> **Your goal**:
Please return each line below that contains the word "pink", copied unchanged.
══ Provided records
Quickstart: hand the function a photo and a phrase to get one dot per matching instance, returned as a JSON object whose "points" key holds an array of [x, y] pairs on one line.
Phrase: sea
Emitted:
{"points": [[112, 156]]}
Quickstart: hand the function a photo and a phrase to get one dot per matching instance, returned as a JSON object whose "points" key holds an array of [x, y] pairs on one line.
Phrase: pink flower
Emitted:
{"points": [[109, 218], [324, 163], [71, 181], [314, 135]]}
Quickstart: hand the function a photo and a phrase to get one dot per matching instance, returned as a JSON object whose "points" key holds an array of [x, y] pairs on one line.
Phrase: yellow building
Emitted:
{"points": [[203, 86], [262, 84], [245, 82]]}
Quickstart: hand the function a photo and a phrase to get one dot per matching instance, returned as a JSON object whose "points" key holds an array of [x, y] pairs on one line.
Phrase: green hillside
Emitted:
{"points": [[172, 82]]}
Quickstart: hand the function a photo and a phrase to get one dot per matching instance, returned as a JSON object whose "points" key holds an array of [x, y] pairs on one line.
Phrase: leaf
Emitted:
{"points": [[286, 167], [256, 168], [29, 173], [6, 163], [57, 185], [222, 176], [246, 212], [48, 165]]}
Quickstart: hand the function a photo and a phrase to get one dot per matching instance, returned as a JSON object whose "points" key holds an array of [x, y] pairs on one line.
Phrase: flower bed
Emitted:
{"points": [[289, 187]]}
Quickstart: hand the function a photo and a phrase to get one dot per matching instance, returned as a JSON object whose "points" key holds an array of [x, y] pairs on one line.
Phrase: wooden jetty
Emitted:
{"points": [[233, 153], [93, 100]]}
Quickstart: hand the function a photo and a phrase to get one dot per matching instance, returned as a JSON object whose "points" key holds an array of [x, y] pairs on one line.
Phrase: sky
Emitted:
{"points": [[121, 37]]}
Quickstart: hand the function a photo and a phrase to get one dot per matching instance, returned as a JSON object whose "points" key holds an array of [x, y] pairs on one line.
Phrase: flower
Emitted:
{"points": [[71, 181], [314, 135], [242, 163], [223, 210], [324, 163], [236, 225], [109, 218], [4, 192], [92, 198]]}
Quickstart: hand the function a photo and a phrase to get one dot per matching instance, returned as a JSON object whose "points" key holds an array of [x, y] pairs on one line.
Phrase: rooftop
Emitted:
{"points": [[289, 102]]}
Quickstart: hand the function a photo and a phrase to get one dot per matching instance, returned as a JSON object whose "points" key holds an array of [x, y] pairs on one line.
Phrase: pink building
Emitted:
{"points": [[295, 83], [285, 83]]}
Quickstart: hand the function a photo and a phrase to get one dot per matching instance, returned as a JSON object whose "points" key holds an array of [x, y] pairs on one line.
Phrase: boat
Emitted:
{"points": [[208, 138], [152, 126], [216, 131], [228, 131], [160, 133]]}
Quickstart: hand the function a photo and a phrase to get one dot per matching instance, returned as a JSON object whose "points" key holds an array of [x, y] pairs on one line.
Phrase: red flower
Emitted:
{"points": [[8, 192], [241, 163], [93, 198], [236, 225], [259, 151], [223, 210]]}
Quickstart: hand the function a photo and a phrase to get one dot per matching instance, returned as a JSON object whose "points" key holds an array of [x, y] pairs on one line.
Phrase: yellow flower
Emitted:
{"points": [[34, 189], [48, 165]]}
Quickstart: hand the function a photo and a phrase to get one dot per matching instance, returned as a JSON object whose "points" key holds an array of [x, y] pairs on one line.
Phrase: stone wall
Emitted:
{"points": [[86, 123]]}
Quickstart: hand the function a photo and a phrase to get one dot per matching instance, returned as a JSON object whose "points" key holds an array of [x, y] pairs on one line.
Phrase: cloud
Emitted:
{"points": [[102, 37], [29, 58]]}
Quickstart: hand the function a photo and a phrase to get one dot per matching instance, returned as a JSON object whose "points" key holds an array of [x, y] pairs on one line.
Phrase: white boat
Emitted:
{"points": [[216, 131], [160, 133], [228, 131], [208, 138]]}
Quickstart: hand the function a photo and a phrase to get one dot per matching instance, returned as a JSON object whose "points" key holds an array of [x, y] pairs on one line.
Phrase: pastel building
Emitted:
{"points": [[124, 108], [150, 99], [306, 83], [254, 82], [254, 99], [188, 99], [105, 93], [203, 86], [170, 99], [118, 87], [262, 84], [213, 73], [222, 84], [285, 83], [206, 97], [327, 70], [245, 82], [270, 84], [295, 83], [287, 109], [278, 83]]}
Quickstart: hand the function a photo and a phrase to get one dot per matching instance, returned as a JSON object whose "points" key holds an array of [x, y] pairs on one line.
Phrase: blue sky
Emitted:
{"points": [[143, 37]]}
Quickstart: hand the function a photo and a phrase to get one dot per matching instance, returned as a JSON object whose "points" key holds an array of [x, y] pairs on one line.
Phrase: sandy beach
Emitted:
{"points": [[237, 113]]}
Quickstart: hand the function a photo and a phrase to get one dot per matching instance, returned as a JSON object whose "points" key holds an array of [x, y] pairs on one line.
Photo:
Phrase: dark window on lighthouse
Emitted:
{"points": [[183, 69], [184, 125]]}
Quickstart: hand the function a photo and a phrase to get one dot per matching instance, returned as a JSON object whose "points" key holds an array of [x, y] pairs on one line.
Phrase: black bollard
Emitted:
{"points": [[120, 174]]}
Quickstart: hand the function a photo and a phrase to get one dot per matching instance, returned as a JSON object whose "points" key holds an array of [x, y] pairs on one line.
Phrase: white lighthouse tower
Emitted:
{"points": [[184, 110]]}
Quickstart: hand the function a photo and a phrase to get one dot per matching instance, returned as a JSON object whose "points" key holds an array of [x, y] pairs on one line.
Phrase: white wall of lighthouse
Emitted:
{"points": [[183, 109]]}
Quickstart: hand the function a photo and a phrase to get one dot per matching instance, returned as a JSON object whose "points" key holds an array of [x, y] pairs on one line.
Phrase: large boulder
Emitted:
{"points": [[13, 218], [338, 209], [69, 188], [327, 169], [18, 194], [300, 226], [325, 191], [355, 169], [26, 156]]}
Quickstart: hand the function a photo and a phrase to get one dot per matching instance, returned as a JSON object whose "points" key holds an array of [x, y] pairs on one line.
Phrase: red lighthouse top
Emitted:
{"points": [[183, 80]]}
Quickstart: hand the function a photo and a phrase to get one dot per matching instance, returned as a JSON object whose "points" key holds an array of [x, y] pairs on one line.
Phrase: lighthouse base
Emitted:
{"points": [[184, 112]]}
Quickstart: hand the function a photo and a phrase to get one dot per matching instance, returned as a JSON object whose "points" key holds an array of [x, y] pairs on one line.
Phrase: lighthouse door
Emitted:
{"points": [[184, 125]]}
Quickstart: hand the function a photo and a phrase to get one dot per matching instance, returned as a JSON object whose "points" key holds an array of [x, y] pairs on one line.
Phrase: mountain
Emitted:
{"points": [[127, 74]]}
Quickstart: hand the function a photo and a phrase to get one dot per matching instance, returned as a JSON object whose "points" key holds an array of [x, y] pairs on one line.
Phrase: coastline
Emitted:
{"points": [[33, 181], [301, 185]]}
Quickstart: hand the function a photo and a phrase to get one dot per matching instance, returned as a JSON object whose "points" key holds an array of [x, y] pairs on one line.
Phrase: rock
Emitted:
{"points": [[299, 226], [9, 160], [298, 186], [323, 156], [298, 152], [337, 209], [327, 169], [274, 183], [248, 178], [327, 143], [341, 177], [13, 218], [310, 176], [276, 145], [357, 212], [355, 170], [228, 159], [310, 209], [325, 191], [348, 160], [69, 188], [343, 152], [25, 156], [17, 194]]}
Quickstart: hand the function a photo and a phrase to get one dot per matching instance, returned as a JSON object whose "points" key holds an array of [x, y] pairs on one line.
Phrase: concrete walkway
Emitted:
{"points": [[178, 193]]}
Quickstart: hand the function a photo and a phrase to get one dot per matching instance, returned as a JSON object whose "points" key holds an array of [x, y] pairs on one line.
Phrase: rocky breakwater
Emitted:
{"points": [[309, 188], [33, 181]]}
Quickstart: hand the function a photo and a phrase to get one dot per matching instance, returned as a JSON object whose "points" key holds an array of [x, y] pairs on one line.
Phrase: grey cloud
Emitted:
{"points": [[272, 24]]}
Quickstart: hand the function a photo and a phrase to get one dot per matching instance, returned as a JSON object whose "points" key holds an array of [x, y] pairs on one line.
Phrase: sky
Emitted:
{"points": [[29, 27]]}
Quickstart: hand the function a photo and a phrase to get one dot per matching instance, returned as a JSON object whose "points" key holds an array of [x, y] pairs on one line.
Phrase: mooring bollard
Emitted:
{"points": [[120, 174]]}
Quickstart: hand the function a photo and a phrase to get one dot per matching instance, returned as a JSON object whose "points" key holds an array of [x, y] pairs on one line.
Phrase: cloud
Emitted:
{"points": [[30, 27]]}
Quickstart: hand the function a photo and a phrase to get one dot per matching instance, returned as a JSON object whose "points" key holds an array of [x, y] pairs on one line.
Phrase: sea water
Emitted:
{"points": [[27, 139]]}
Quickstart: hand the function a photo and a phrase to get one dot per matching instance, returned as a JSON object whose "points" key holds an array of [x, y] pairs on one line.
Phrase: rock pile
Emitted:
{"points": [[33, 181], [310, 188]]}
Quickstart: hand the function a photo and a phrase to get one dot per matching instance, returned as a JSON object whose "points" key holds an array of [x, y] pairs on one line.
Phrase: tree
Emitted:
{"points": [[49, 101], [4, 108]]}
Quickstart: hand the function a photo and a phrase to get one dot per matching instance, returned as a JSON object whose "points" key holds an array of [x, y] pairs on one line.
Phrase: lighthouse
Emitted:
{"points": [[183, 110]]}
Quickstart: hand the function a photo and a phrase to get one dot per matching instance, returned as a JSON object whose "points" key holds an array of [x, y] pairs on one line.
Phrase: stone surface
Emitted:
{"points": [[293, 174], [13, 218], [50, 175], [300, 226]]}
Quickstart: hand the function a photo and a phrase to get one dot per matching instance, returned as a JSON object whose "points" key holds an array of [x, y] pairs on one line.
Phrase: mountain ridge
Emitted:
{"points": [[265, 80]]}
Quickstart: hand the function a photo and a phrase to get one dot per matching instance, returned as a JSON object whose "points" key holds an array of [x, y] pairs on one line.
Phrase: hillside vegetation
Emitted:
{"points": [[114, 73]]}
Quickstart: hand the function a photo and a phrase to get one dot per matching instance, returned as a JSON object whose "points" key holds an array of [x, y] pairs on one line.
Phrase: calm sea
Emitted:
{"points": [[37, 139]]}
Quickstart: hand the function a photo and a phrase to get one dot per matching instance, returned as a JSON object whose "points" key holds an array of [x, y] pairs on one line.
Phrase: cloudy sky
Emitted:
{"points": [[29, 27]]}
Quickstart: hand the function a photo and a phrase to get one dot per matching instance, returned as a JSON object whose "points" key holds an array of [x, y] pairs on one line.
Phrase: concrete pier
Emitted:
════
> **Solved problem**:
Phrase: pink flower
Phrase: pink building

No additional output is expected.